*DATA LINES*
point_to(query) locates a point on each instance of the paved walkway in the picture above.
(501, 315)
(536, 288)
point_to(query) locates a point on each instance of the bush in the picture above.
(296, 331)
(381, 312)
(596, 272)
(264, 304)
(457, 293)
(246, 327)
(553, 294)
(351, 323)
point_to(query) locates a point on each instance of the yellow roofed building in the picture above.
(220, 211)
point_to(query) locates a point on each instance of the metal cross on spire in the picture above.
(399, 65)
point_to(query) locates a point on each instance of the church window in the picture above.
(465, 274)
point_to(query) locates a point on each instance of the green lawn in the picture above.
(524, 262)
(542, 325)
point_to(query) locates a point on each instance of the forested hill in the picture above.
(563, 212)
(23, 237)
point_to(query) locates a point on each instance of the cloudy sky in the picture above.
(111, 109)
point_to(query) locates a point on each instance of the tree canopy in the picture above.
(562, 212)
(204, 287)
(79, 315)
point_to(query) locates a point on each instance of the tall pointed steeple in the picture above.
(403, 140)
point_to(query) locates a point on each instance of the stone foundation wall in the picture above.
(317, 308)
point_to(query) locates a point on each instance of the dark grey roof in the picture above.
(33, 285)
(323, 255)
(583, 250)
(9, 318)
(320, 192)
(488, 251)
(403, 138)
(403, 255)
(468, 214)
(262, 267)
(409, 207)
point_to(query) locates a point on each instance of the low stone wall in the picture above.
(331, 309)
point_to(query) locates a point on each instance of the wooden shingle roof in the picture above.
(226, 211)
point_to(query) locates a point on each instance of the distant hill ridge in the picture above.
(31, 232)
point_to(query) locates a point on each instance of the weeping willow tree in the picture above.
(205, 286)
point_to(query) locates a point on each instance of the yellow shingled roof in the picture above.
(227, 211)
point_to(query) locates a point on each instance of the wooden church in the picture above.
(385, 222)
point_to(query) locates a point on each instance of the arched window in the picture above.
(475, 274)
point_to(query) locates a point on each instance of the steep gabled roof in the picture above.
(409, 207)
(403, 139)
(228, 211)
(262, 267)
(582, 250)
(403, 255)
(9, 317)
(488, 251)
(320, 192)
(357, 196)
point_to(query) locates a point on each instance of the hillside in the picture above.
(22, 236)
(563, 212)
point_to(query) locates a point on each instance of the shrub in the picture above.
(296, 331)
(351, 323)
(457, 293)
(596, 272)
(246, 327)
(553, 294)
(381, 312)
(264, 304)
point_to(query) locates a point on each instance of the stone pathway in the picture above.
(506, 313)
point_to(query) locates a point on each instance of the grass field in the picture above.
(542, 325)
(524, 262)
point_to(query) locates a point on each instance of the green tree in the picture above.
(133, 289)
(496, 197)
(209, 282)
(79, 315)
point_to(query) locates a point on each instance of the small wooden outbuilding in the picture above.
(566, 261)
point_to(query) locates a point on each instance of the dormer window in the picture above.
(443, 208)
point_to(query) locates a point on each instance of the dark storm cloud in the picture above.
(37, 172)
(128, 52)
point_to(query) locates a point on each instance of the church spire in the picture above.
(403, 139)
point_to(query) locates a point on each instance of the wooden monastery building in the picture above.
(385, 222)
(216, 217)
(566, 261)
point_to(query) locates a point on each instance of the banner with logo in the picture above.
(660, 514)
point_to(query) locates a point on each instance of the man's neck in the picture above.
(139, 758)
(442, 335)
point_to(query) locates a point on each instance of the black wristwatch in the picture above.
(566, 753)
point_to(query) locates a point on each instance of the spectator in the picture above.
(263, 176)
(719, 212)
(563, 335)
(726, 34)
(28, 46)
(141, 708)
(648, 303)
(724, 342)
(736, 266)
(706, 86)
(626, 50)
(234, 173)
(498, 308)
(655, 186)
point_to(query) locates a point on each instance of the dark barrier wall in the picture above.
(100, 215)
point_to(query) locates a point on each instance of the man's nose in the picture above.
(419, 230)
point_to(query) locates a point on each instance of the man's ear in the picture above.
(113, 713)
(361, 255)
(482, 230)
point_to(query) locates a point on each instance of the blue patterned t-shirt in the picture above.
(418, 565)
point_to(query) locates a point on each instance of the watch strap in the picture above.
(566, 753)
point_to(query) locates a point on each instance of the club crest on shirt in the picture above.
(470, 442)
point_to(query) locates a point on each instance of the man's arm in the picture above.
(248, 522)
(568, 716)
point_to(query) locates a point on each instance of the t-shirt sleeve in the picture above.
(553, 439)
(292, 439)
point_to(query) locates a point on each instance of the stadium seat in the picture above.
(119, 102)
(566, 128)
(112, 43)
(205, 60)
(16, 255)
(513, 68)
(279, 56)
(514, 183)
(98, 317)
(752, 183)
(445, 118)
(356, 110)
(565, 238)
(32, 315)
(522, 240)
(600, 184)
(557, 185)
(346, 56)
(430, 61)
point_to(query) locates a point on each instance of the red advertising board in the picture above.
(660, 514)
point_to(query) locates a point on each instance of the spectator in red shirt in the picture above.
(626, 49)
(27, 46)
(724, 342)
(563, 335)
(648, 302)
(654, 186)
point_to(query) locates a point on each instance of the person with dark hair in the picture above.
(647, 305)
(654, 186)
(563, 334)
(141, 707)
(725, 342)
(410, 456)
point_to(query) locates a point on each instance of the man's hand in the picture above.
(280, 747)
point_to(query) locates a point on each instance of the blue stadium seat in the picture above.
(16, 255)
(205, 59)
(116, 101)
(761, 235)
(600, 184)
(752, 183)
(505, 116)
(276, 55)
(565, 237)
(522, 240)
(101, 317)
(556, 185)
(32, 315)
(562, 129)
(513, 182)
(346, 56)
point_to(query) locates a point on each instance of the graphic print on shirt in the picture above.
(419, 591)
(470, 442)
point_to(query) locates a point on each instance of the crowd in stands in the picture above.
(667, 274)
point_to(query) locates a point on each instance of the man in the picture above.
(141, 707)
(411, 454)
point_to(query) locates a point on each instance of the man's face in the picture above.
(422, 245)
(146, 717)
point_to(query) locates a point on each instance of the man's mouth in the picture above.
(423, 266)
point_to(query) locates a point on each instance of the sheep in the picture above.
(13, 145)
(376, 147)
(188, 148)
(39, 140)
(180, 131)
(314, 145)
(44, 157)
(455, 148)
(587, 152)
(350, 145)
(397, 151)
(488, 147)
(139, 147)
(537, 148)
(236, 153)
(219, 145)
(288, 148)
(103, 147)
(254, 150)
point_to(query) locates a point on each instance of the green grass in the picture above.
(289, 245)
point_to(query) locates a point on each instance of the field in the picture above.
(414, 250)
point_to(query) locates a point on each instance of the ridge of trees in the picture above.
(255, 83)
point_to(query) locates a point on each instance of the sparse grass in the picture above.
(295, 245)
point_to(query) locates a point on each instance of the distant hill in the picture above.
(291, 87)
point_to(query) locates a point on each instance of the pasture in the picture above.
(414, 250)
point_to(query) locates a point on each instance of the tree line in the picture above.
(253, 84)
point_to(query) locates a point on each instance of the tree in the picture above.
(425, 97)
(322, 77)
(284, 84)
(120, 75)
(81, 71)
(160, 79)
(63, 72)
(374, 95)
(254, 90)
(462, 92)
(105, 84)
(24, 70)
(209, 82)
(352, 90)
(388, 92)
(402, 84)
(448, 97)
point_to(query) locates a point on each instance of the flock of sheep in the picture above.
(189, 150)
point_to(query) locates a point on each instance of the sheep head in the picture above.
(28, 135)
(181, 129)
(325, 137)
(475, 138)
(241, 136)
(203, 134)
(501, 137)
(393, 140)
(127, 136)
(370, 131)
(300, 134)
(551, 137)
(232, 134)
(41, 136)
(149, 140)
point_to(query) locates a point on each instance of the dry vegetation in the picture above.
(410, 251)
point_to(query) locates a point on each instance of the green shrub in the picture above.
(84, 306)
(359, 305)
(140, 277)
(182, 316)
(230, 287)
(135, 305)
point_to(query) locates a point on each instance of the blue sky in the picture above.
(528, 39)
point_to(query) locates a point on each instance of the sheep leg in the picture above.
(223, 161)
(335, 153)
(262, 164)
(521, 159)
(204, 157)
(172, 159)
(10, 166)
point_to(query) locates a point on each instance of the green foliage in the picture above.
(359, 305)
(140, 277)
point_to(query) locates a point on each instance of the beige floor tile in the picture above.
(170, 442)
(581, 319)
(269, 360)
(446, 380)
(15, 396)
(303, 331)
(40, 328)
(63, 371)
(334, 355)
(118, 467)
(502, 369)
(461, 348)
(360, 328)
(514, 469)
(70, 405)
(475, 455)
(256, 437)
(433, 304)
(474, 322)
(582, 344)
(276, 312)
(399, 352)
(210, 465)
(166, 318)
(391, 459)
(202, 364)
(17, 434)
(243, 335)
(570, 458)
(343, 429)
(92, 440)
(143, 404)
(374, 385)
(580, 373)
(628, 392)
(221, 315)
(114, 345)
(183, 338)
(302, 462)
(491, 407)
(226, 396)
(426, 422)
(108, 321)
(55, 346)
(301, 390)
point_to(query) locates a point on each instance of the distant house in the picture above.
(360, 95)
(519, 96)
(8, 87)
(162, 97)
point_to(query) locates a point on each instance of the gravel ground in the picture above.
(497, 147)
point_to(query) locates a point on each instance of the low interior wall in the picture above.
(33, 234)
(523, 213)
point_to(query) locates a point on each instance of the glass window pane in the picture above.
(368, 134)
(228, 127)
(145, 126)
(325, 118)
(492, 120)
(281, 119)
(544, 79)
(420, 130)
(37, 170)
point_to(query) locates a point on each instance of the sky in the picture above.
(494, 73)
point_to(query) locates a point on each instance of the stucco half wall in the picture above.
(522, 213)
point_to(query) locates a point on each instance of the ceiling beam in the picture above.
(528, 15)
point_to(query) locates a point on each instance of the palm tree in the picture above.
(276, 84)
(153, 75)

*WHAT IS EXPECTED*
Retype nothing except the lines from the line holding "house in the picture above." through the last line of the entries, both included.

*EXERCISE RESULT*
point_to(query) locates a point on each instance of the distant house in the picture above.
(360, 95)
(519, 96)
(8, 87)
(162, 97)
point_to(query) locates a point on each instance of the gravel ground in the picture above.
(497, 147)
point_to(query) locates a point on each instance of the low interior wall in the picture above.
(33, 234)
(523, 213)
point_to(query) locates a point on each instance of the glass window pane in the picture above.
(368, 134)
(228, 127)
(145, 126)
(325, 118)
(492, 120)
(281, 119)
(544, 79)
(420, 130)
(37, 170)
point_to(query) locates a point on each instance of the sky in the picture above.
(494, 73)
point_to(query) locates a point on each instance of the stucco half wall in the picture above.
(522, 213)
point_to(query) locates a point on each instance of the ceiling beam in the picture above.
(528, 15)
point_to(query) locates a point on each instance of the palm tree in the picture above.
(276, 84)
(153, 75)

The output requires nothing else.